# [DOCUMENT SECTION]
## START

Janghyun1230 / Speaker_Verification

Tensorflow implementation of "Generalized End-to-End Loss for Speaker Verification"
MIT License
349 stars 104 forks source link

Lack of shuffle the batch when training #29

Closed JisongXie closed 3 years ago

JisongXie commented 3 years ago

It seems that there is a lack of shuffle the batch when training. Thus the loss will decrease very fast, and it learns nothing. It only learns the fixed similarity matrix output. After training, the model cannot work. Each batch of data should be permuted and then unpermuted. There is a example of pytorch version. Pytorch_Speaker_Verification:

        mel_db_batch = torch.reshape(mel_db_batch, (hp.train.N*hp.train.M, mel_db_batch.size(2), mel_db_batch.size(3)))

## END

Annotation data with points
## START

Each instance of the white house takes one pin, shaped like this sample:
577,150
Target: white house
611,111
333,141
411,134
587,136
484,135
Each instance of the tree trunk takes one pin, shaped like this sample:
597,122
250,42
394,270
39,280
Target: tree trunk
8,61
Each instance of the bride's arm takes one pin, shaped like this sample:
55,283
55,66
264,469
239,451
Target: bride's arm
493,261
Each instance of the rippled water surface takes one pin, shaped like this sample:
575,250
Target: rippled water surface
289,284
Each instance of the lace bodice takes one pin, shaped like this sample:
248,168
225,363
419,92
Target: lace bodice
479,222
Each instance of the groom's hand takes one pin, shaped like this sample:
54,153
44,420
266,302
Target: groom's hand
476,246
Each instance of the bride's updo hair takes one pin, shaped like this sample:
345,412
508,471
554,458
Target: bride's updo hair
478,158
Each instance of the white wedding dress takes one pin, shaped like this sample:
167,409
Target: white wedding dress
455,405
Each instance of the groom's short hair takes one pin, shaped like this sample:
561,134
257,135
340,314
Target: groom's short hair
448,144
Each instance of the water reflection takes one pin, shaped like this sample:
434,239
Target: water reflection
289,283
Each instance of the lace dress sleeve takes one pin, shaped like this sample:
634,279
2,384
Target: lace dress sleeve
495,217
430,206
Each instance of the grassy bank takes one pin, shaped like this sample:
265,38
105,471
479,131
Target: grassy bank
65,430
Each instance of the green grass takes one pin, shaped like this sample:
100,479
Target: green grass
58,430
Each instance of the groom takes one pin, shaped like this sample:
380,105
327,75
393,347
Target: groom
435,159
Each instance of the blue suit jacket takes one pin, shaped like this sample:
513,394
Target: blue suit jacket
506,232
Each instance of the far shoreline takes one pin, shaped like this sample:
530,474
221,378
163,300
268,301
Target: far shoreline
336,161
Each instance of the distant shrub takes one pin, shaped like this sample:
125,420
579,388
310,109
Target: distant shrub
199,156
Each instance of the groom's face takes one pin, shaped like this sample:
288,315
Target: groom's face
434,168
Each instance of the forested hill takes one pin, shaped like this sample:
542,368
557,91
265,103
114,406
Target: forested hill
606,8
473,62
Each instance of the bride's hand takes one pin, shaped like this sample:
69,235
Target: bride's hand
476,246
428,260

## END

# [YOUR TASKS]
A. Answer these about the issue thread on batch shuffling:
(i) Which license does the repository use?
(ii) How many forks does the repository show?
(iii) According to the comment, what is the only thing the model learns?
B. Pick up the issue thread on batch shuffling after its last line and write what comes next.

# [EXPECTED RESULTS]
A.
(i) MIT License
(ii) 104
(iii) The fixed similarity matrix output

B.
        perm = random.sample(range(0, hp.train.N*hp.train.M), hp.train.N*hp.train.M)
        unperm = list(perm)
        for i,j in enumerate(perm):
            unperm[j] = i
        mel_db_batch = mel_db_batch[perm]
        #gradient accumulates
        optimizer.zero_grad()
        embeddings = embedder_net(mel_db_batch)
        embeddings = embeddings[unperm]
        embeddings = torch.reshape(embeddings, (hp.train.N, hp.train.M, embeddings.size(1)))